There are two Silver Surfers. There is the Surfer who appears occasionally in Marvel Comics to this day, the character who successfully headlined his own solo series for ten years in the late 80s and 90s, and continues to appear as a utility player in Fantastic Four, Thor, and most Defenders revivals. This Surfer has a new series set to premiere in March, from the creative team of Dan Slott and Mike Allred.
The other Surfer made only a handful of appearances in his brief career. This is the Surfer that originally premiered in Fantastic Four #48 (March 1966), the mysterious herald of Galactus who came to Earth and learned about humanity from Alicia Masters, who betrayed his master and was imprisoned on our planet for his transgression. This Surfer disappeared in the summer of 1968, when the first issue of The Silver Surfer hit stands.
The first Surfer was added to the art of Fantastic Four #48 almost as an afterthought by Jack Kirby (or so the legend goes). He was an especial favorite of Kirby's, but was soon thereafter unceremoniously taken from Kirby by Lee, who launched the character in a bimonthly, double-sized magazine whose increased scale underscored Lee's serious ambitions. Lee's vision for the Surfer, expertly enabled by John Buscema, was diametrically opposed to Kirby's. Kirby's Surfer was a cosmic naif, a blank slate created by Galactus to be a vessel for his power. Lee's Surfer was a man, Norrin Radd, from the planet Zenn-La, who sacrificed himself by volunteering to serve Galactus in exchange for Galactus sparing his homeworld.
Kirby did not take kindly to Lee's usurpation. The Surfer was immediately recognized as something special, a visually striking figure with great potential for future stories. The problem is that Kirby didn't run the company: he had no recourse when Lee decided to take the Surfer for his own and saddle the character with an origin and mythos Kirby had no interest in accepting or exploring. The split over the Surfer (or so the legend goes) was one of the deciding factors in Kirby's subsequent departure from the company. Kirby had believed the Surfer was his, the spawn of his visual inspiration and nothing else, but Lee had stolen the Surfer from under his creator's nose.

+++

▸ TASK LIST
A. Change the Silver Surfer passage, starting with "Kirby did not" and going on through "his creator's nose.", by replacing "recourse" with "remedy".
B. According to the Silver Surfer passage, in which comic did the Surfer originally premiere?
C. Pick up the passage on the two Silver Surfers and continue it past its final sentence.

▸ DATA LISTING

+++

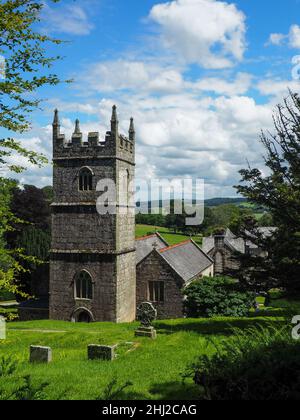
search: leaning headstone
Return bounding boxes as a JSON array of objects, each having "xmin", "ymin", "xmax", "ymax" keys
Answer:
[
  {"xmin": 88, "ymin": 344, "xmax": 117, "ymax": 361},
  {"xmin": 30, "ymin": 346, "xmax": 52, "ymax": 363},
  {"xmin": 135, "ymin": 302, "xmax": 157, "ymax": 340}
]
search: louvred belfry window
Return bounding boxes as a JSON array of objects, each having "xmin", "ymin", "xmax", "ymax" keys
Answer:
[
  {"xmin": 75, "ymin": 271, "xmax": 93, "ymax": 300},
  {"xmin": 79, "ymin": 168, "xmax": 93, "ymax": 191}
]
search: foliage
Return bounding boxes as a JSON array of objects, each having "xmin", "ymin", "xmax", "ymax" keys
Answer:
[
  {"xmin": 187, "ymin": 328, "xmax": 300, "ymax": 401},
  {"xmin": 234, "ymin": 93, "xmax": 300, "ymax": 292},
  {"xmin": 184, "ymin": 277, "xmax": 255, "ymax": 318},
  {"xmin": 0, "ymin": 356, "xmax": 18, "ymax": 376},
  {"xmin": 0, "ymin": 375, "xmax": 49, "ymax": 401}
]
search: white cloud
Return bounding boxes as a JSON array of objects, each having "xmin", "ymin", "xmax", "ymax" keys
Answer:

+++

▸ ANSWERS TO THE TASKS
A.
Kirby did not take kindly to Lee's usurpation. The Surfer was immediately recognized as something special, a visually striking figure with great potential for future stories. The problem is that Kirby didn't run the company: he had no remedy when Lee decided to take the Surfer for his own and saddle the character with an origin and mythos Kirby had no interest in accepting or exploring. The split over the Surfer (or so the legend goes) was one of the deciding factors in Kirby's subsequent departure from the company. Kirby had believed the Surfer was his, the spawn of his visual inspiration and nothing else, but Lee had stolen the Surfer from under his creator's nose.

B. Fantastic Four #48 (March 1966).

C.
It is worth noting that in this instance the winners were able to almost completely efface all traces of the first Surfer from the historical record. The first Surfer, the blank slate Surfer who encountered every human custom as if encountering civilization for the very first time, who reacted like a petulant infant to conflict, who was for all intents and purposes a kind of holy fool, was soon retconned as a victim of Galactus' tampering. Through mercy or convenience, Galactus had tampered with Norrin Radd's mind, turning his herald from a noble and sensitive man into an unthinking automaton. His first few months on Earth (according to this retroactive rationalization) saw the Surfer slowly overcoming his amnesia, until by the first opening splash page of SIlver Surfer #1 Norrin Radd had regained all his memories, along with his native tendencies towards loquaciousness and self-pity.
All the differences between the first Surfer and the second Surfer were buried under the weight of a thoroughly comprehensive retcon. Kirby's designs for the character were effaced, as it were, without leaving so much as a trace.
Except that this is not strictly true. The trace remains: invisible, imperceptible, but ineradicable nonetheless. We see the modern Surfer, but anyone who knows the character's history cannot help but see the shadow of Kirby's Surfer floating behind, just out of vision, a character defined by nothing so much as the boundless potential of creative choices pruned before their time, a million roads less traveled. What would Jack Kirby's Silver Surfer have been, if Lee had given the King carte blanche for the character's solo debut back in 1968? We will never know, and so the alternate history of Kirby's Surfer remains a pure totem: a victim not merely of Lee's avarice and callousness, but a symbol of all the hypothetical possibilities curtailed by Marvel over the course of the company's long and bitter history.
Or so the legend goes.
I can't dispute these facts, nor would I. The Surfer was taken away from Kirby by Lee, and Lee's ideas - as they were the company's ideas - won the day. For many people, Kirby's Surfer is the only "legitimate" Surfer, in every way that matters, because every other Surfer was the product of original sin, the most basic original sin at the heart of Marvel's history. Substitute the Silver Surfer for almost any other character and you see the same story retold over and over again.
So we have two Surfers - the original Surfer, and the second Surfer, the illegitimate Surfer, the schismatic Surfer of the "Zenn-Lavian Heresy." And we have the moral weight of Lee's great betrayal pushing a thumb down on the right side of the scale, imposing an ethical burden on a character who has subsequently passed through the hands of dozens of worthy creators. Even readers who accept the second Surfer cannot quite dispel the phantom image of the first, like an blotchy imprint of the sun on the inside surface of their eyes. Which is the real Surfer? The Surfer who appeared in a dozen issues before disappearing forever, or the Surfer familiar to forty-five years of subsequent readers?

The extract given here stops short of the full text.